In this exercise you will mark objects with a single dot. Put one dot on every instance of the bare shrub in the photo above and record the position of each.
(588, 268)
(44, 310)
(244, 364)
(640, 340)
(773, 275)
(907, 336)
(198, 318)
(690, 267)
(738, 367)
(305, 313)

■ **Work to be completed**:
Copy the records above word for word, keeping every line in its original order.

■ **Task response**:
In this exercise you will mark objects with a single dot. Put one dot on every instance of the bare shrub in the photo above and record the position of each.
(588, 268)
(44, 310)
(244, 364)
(640, 340)
(773, 275)
(907, 336)
(198, 318)
(690, 267)
(738, 367)
(305, 313)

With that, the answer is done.